▸ Directions for this task: A word-for-word printout of the listing below is needed.
^^^^^^^^
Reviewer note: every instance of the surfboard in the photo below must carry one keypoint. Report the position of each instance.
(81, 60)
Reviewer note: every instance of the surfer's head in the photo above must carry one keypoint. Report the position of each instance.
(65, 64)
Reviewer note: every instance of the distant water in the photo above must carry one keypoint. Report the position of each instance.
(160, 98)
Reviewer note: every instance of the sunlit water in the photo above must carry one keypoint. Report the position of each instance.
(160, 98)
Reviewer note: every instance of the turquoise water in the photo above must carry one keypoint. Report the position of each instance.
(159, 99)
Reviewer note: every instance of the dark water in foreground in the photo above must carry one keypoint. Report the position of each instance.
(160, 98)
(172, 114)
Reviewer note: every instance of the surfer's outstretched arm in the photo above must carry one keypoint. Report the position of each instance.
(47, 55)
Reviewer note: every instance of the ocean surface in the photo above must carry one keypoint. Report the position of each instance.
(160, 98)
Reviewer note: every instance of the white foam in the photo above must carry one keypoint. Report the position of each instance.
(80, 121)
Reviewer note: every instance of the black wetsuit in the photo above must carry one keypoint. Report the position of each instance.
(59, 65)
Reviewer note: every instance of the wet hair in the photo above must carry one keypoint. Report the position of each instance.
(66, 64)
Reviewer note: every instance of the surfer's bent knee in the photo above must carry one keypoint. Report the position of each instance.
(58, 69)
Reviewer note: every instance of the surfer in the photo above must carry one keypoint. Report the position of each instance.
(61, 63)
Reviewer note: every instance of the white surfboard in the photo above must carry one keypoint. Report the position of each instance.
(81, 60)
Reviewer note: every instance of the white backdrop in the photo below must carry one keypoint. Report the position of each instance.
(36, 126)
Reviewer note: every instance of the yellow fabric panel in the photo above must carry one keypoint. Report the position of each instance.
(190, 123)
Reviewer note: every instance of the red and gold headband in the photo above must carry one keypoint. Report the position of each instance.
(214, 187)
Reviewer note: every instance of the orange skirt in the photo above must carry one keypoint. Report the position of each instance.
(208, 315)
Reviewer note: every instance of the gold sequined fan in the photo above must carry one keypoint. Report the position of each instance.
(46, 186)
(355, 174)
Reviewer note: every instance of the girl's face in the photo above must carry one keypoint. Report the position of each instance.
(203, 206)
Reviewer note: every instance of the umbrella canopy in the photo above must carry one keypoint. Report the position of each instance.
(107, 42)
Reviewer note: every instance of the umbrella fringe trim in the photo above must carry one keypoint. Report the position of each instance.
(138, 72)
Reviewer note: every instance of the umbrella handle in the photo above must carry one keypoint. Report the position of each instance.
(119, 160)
^^^^^^^^
▸ Answer to the problem:
Reviewer note: every instance of the surfboard in the photo below must carry one keypoint. Report the position of each instance.
(81, 60)
Reviewer note: every instance of the surfer's head in the photo above must carry one keypoint. Report the position of each instance.
(65, 64)
Reviewer note: every instance of the distant water in the photo above must carry one keypoint. Report the position of each instance.
(160, 98)
Reviewer note: every instance of the sunlit water in the photo above must carry one keypoint. Report the position of each instance.
(160, 98)
Reviewer note: every instance of the turquoise water in the photo above must carry one keypoint. Report the position of each instance.
(159, 99)
Reviewer note: every instance of the dark water in foreground in the photo above must carry one keypoint. Report the position of each instance.
(160, 98)
(172, 114)
Reviewer note: every instance of the surfer's outstretched arm in the photo above must carry one keypoint. Report the position of each instance.
(47, 55)
Reviewer note: every instance of the ocean surface in the photo above must carry one keypoint. Report the position of each instance.
(160, 98)
Reviewer note: every instance of the white foam in the photo above must carry one keypoint. Report the position of each instance.
(80, 121)
Reviewer note: every instance of the black wetsuit in the photo above must carry one keypoint. Report the position of each instance.
(59, 65)
Reviewer note: every instance of the wet hair in the photo above must carry one keypoint. Report the position of each instance.
(66, 64)
Reviewer note: every instance of the surfer's bent knee in the photo above must carry one keypoint. Report the position of each instance.
(58, 69)
Reviewer note: every instance of the surfer in the photo above must carry one keypoint. Report the position of each instance.
(61, 63)
Reviewer note: every instance of the white surfboard in the photo above must carry one keypoint. Report the position of each instance.
(81, 60)
Reviewer note: every instance of the white backdrop in the photo below must carry one keypoint. Report the position of each instance.
(36, 126)
Reviewer note: every instance of the yellow fabric panel in the photo above must carry one keypoint. Report the position of each instance.
(190, 123)
Reviewer note: every instance of the red and gold headband in the photo above must carry one keypoint. Report the position of each instance.
(214, 187)
Reviewer note: every instance of the orange skirt in the photo above must carry one keypoint. Report the position of each instance.
(208, 315)
Reviewer note: every instance of the gold sequined fan in the photo above must carry one keypoint. Report the position of each instance.
(46, 186)
(355, 174)
Reviewer note: every instance of the girl's face in the photo above must carry one keypoint. Report the position of each instance.
(203, 206)
Reviewer note: every instance of the umbrella canopy in the photo above must carry one keypoint. Report the position of each instance.
(107, 42)
Reviewer note: every instance of the umbrella fringe trim in the photo above must carry one keypoint. Report the position of each instance.
(138, 72)
Reviewer note: every instance of the umbrella handle in the photo above must carry one keypoint. Report the position of each instance.
(119, 160)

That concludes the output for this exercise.